#### [Objetivo declarado A]
Segundo o trecho selecionado, que limite foi retirado da definição de pousio incluída pela MP?

#### [Trecho selecionado]
####
Via MST
Do Jornal da Ciência
A
tramitação da MP 571/2012 do Código Florestal foi concluída no
Congresso e retorna para apreciação da presidente da República. Confira a
íntegra da carta encaminhada pela SBPC e ABC para a presidente Dilma
Rousseff.
Senhora Presidenta,
A
Sociedade Brasileira para o Progresso da Ciência (SBPC) e a Academia
Brasileira de Ciências (ABC) vêm mais uma vez manifestar sua preocupação
com o Código Florestal, desta vez por meio de alterações na MP 571/2012
aprovadas pelo Congresso Nacional, que representam mais retrocessos, e
graves riscos para o País.
O Brasil deveria
partir de premissas básicas que ele próprio aprovou em fóruns
internacionais, como na Rio+20, Conferência das Nações Unidas sobre
Desenvolvimento Sustentável. O documento aprovado na Rio+20, denominado
“O Futuro que Queremos”, ressalta o compromisso com um futuro
sustentável para o planeta de modo que haja a integração equilibrada das
dimensões social, econômica e ambiental.
O
documento reconhece a importância da colaboração da comunidade
científica e tecnológica para o desenvolvimento sustentável e o
fortalecimento da conexão entre a ciência e as políticas, mediante
avaliações científicas confiáveis que facilitem a adoção de decisões
informadas.
Reafirma a necessidade de promover,
fortalecer e apoiar uma agricultura mais sustentável, que melhore a
segurança alimentar, erradique a fome e seja economicamente viável, ao
mesmo tempo em que conserva as terras, a água, os recursos genéticos
vegetais e animais, a diversidade biológica e os ecossistemas e aumente a
resiliência à mudança climática e aos desastres naturais.
Também
reconhece a necessidade de manter os processos ecológicos naturais que
sustentam os sistemas de produção de alimentos. Além disto, ressalta os
benefícios sociais, econômicos e ambientais que as florestas, seus
produtos e serviços, podem proporcionar para as pessoas e para as
economias. Para que isto ocorra, os países concordaram em envidar
esforços para o manejo sustentável das florestas, a recomposição, a
restauração e o florestamento, para aumentar as reservas florestais de
carbono.
Com a aprovação da MP 571/2012 pelo
Senado o Brasil deixará de cumprir os compromissos que assumiu com seus
cidadãos e com o mundo, aprovando medidas que não privilegiam a
agricultura sustentável e que não reconhecem a colaboração da ciência e
da tecnologia nas tomadas de decisão.
A ABC e a SBPC são contra as seguintes alterações na MP 571/2012:
Definição de Pousio sem delimitação de área
Foi
alterada a definição de pousio incluída pela MP, retirando o limite de
25% da área produtiva da propriedade ou posse (Art. 3o inciso XXIV).
Para a ABC e SBPC as áreas de pousio deveriam ser reconhecidas apenas à
pequena propriedade ou posse rural familiar ou de população tradicional,
como foram até o presente, sem generalizações. Além disto, deveriam
manter na definição o percentual da área produtiva que pode ser
considerada como prática de interrupção temporária das atividades
agrícolas.
####
#### [Objetivo declarado B]
Reproduza os registros desde a linha que contém "serrated leaf -> masks, each instance" até o fim dos registros, inclusive, substituindo "top-left corner" por "upper-left corner" e mantendo todo o resto igual.

#### [Materiais fornecidos]
####
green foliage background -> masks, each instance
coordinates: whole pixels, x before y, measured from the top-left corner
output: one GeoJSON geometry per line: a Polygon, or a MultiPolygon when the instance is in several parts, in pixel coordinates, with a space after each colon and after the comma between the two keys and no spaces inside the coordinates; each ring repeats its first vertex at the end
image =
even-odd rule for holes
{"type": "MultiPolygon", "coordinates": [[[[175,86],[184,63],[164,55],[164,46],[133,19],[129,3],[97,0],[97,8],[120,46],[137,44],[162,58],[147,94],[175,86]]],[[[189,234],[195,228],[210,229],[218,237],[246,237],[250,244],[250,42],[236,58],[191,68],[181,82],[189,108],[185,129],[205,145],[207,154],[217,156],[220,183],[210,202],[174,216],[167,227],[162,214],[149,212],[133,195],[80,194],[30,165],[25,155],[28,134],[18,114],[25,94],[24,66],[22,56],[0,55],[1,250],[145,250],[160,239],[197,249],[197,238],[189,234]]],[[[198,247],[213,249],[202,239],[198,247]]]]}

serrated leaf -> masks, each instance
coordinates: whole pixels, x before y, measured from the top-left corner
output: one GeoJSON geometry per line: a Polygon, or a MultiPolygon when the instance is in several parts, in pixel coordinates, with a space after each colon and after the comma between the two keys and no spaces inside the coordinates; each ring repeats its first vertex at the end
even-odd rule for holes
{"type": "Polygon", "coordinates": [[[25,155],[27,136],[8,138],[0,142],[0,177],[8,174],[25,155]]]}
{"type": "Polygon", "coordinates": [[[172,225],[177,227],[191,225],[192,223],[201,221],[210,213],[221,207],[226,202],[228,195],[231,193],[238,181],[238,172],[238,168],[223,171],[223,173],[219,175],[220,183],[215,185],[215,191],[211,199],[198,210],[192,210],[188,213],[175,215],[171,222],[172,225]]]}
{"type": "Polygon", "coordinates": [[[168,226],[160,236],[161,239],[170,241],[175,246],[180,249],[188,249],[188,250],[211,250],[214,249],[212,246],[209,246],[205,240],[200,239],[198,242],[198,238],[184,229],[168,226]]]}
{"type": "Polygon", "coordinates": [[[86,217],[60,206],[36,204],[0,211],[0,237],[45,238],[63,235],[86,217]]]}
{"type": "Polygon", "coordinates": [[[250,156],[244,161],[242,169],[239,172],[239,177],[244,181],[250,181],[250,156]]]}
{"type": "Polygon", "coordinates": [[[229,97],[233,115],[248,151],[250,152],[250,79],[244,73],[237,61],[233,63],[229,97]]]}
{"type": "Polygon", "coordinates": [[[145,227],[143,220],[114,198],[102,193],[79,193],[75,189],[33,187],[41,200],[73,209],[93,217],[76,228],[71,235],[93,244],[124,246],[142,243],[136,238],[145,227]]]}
####
#### [Resolução detalhada A]
O limite de 25% da área produtiva da propriedade ou posse.

#### [Resolução detalhada B]
serrated leaf -> masks, each instance
coordinates: whole pixels, x before y, measured from the upper-left corner
output: one GeoJSON geometry per line: a Polygon, or a MultiPolygon when the instance is in several parts, in pixel coordinates, with a space after each colon and after the comma between the two keys and no spaces inside the coordinates; each ring repeats its first vertex at the end
even-odd rule for holes
{"type": "Polygon", "coordinates": [[[25,155],[27,136],[8,138],[0,142],[0,177],[8,174],[25,155]]]}
{"type": "Polygon", "coordinates": [[[172,225],[177,227],[191,225],[192,223],[201,221],[210,213],[221,207],[226,202],[228,195],[231,193],[238,181],[238,172],[238,168],[223,171],[223,173],[219,175],[220,183],[215,185],[215,191],[211,199],[198,210],[192,210],[188,213],[175,215],[171,222],[172,225]]]}
{"type": "Polygon", "coordinates": [[[168,226],[160,236],[161,239],[170,241],[175,246],[180,249],[188,249],[188,250],[211,250],[214,249],[212,246],[209,246],[205,240],[200,239],[198,242],[198,238],[184,229],[168,226]]]}
{"type": "Polygon", "coordinates": [[[86,217],[60,206],[36,204],[0,211],[0,237],[45,238],[63,235],[86,217]]]}
{"type": "Polygon", "coordinates": [[[250,156],[244,161],[242,169],[239,172],[239,177],[244,181],[250,181],[250,156]]]}
{"type": "Polygon", "coordinates": [[[229,97],[233,115],[248,151],[250,152],[250,79],[244,73],[237,61],[233,63],[229,97]]]}
{"type": "Polygon", "coordinates": [[[145,227],[143,220],[114,198],[102,193],[79,193],[75,189],[33,187],[41,200],[73,209],[93,217],[76,228],[71,235],[93,244],[124,246],[142,243],[136,238],[145,227]]]}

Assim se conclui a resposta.